- _EXERCISE REQUIREMENTS_:
Print the full set of records below, character for character and picture-free.

- _MATERIAL FOR THE TASK_:
::::

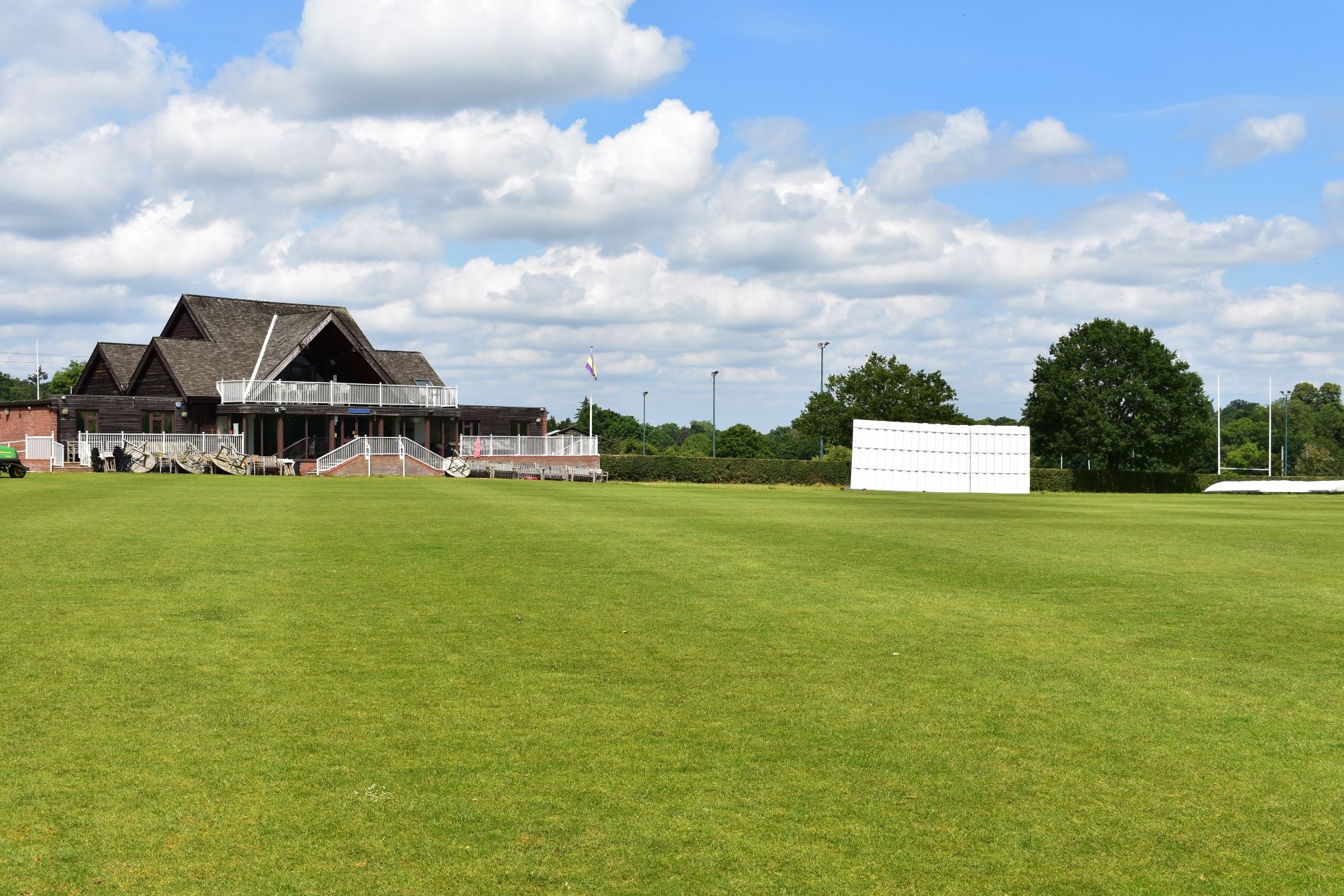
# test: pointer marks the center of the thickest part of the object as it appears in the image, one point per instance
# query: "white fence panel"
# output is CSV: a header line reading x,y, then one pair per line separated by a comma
x,y
528,445
939,457
156,442
45,448
379,446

::::

- _SOLVED EXERCISE_:
# test: pointer marks the center of the thickest part of the object as it appears in the image, one point per instance
# query: "white fence panel"
# output is CSV: a header line reading x,y, then one pair per line separated by a comma
x,y
528,445
939,457
156,442
45,448
379,446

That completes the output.